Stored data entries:
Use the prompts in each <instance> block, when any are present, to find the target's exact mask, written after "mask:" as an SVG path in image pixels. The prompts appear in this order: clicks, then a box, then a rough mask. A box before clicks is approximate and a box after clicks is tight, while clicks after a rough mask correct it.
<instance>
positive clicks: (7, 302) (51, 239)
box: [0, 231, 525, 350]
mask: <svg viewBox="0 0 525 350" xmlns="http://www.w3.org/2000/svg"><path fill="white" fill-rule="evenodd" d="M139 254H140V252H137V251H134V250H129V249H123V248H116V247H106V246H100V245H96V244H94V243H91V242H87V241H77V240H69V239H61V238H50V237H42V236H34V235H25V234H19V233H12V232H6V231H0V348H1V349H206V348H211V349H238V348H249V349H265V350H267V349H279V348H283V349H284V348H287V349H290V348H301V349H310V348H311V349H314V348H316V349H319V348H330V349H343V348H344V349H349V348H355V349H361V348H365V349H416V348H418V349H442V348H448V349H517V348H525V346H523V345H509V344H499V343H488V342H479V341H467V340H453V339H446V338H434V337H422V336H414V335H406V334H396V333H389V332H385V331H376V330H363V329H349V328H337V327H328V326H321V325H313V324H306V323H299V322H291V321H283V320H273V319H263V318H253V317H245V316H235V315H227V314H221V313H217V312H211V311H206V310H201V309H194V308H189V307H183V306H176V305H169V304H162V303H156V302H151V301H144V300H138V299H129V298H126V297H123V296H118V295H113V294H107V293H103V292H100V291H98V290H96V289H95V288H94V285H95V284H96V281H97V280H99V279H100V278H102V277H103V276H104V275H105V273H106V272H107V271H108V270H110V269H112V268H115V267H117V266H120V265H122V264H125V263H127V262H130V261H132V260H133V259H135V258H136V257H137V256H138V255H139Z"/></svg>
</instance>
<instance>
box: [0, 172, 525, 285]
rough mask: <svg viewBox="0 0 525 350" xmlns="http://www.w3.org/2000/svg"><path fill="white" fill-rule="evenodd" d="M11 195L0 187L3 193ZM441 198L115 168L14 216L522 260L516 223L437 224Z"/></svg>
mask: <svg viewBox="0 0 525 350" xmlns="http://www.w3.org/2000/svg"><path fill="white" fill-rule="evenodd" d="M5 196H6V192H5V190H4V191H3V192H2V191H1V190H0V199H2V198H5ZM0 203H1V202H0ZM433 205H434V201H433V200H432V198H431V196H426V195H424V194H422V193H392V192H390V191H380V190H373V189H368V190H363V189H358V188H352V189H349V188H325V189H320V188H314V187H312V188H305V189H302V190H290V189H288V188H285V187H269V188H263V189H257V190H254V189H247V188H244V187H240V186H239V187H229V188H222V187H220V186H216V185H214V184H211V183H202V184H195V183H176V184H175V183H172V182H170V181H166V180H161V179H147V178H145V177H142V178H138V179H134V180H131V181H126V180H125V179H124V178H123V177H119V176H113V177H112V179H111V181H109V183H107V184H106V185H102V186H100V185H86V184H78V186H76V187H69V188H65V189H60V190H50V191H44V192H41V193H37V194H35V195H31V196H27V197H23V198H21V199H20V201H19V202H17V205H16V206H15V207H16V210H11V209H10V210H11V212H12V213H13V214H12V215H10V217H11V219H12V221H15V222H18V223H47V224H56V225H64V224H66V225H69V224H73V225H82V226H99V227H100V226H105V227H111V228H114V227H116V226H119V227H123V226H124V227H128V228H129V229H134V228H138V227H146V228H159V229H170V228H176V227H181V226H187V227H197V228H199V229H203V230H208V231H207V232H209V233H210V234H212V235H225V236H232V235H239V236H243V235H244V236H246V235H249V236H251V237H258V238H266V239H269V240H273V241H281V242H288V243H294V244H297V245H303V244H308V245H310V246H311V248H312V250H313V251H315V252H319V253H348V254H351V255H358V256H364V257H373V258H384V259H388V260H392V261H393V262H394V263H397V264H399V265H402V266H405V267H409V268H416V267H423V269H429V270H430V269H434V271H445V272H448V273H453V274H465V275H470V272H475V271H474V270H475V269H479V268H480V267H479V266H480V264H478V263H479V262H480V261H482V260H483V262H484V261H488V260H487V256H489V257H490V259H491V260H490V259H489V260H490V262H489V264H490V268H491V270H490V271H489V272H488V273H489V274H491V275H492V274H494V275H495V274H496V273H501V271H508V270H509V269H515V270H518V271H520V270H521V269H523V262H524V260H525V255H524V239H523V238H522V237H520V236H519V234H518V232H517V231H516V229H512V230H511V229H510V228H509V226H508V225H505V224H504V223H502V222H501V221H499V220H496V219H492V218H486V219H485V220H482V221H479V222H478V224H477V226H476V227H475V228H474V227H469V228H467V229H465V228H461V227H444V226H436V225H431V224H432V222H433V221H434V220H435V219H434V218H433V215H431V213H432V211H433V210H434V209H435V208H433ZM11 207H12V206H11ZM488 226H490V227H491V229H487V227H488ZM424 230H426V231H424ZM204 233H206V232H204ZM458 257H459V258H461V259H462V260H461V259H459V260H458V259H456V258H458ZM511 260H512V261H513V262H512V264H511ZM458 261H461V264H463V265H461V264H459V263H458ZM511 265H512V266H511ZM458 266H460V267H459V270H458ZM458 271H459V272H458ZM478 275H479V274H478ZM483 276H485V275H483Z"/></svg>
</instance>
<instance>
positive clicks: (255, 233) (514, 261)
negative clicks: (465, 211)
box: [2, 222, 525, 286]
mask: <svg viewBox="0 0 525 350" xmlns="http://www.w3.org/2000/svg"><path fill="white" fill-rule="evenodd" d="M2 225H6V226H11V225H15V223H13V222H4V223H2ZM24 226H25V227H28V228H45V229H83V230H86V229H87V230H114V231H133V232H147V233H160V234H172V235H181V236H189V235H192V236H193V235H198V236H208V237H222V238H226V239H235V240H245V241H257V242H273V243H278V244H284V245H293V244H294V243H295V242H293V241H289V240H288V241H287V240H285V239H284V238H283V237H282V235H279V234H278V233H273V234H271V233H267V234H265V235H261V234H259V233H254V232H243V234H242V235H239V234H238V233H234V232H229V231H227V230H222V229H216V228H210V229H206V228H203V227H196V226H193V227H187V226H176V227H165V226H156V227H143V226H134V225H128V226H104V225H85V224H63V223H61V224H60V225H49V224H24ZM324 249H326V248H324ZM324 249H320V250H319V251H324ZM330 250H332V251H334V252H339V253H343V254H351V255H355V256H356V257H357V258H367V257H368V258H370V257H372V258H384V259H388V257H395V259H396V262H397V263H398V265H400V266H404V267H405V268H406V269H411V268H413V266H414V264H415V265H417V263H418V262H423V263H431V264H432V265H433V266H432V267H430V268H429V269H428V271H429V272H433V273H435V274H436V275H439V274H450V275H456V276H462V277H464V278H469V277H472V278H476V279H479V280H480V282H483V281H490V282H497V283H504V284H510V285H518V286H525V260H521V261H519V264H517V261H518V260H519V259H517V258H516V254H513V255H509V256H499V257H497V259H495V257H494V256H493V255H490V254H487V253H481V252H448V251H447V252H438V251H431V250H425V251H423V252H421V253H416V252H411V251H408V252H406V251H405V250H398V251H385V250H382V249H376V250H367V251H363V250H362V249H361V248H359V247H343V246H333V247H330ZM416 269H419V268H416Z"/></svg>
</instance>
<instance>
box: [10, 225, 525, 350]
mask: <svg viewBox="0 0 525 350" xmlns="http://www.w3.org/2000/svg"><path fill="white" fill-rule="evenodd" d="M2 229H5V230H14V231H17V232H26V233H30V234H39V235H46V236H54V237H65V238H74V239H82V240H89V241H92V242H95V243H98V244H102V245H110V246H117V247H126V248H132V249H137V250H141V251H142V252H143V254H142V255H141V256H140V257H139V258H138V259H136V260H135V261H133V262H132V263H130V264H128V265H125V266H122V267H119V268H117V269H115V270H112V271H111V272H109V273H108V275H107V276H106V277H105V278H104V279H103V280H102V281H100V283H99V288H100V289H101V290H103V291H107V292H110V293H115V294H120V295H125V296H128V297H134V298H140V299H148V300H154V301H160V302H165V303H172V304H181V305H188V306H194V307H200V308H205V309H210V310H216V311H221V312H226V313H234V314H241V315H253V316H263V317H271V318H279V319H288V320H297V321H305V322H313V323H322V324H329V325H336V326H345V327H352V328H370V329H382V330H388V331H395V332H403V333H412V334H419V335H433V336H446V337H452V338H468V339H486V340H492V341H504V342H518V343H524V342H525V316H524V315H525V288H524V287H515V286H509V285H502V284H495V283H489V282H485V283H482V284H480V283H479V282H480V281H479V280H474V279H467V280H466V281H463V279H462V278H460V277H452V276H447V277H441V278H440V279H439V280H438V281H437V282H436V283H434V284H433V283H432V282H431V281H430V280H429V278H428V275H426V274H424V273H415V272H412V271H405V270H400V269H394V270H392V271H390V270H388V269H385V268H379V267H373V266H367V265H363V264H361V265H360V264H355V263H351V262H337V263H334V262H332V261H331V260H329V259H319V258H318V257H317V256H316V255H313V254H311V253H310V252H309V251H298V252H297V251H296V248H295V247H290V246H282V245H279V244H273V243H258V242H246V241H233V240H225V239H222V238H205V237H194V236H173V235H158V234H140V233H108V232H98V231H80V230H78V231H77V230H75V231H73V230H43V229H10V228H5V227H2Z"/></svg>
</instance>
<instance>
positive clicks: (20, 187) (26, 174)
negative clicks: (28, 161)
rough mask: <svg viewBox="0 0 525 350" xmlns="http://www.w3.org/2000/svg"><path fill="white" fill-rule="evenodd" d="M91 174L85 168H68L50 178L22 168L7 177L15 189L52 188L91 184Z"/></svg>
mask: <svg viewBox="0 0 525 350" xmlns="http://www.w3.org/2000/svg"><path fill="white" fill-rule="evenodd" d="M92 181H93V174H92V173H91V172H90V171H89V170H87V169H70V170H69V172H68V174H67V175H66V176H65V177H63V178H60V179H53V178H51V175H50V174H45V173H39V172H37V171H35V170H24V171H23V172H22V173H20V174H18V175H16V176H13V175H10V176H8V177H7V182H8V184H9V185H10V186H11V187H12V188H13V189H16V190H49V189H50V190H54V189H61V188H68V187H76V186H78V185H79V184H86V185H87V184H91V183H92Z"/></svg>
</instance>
---
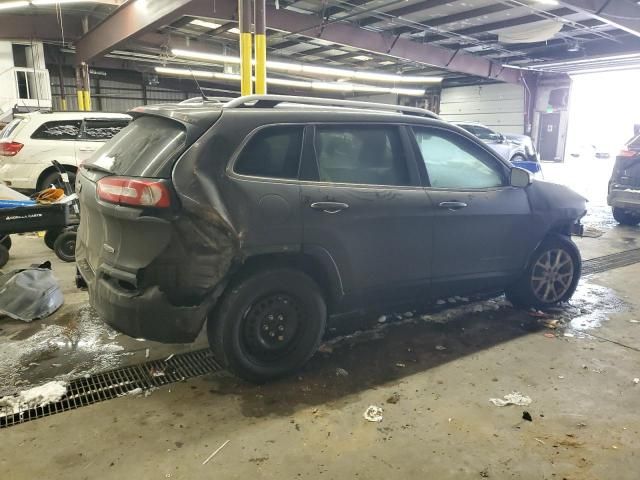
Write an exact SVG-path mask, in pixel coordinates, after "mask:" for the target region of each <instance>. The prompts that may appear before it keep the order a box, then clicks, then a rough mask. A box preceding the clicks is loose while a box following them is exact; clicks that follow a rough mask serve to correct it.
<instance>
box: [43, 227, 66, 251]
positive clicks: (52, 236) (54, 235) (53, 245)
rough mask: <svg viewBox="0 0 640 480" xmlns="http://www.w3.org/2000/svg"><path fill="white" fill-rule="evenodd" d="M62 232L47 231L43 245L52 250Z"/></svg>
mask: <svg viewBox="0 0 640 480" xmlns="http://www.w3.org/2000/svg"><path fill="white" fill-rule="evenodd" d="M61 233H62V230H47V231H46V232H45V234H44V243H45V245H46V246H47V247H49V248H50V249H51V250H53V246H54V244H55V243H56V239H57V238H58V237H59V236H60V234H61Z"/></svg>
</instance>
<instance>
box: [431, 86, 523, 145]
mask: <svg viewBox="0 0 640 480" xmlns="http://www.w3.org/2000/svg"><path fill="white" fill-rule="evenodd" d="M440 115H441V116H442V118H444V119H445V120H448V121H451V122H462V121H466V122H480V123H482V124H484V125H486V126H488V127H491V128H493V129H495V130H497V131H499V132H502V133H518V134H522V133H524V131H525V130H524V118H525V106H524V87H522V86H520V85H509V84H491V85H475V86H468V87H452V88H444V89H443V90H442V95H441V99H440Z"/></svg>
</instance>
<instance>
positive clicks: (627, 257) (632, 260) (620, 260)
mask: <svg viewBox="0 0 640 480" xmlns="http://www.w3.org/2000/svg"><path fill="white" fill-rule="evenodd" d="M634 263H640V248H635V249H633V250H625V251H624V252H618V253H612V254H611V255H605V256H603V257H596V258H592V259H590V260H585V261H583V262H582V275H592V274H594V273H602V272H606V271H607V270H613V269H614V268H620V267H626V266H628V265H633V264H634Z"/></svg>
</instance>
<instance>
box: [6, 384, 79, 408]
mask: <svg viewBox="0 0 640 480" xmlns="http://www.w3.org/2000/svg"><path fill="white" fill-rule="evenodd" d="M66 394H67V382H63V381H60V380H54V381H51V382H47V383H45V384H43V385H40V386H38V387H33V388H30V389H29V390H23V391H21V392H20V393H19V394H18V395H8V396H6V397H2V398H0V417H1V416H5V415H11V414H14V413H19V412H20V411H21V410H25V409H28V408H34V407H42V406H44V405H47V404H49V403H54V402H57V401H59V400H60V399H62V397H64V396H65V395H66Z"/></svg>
==
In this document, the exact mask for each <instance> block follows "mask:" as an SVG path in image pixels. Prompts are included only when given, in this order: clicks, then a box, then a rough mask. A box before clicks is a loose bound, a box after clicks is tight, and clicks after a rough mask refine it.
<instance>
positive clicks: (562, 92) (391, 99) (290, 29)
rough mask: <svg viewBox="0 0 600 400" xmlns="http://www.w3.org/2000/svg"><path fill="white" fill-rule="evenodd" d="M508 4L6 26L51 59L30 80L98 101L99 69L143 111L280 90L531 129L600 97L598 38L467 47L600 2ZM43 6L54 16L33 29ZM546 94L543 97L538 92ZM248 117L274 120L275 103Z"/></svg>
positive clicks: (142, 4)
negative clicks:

[WORK INSTRUCTION]
In the entries above, please find the line with "Use the prompts" and the line with "positive clicks: (7, 302) (51, 239)", then write out exactly those two lines and every line between them, and nothing more.

[SOLUTION]
Use the prompts in each <instance> block, when any are present, to find the target's exact mask, written after "mask:" as an SVG path in image pixels. The prompts appear in this order: clicks, then a box, then a rough mask. A box before clicks is approximate and a box after clicks is tight, while clicks after a rough mask correct it.
<instance>
positive clicks: (7, 302) (51, 239)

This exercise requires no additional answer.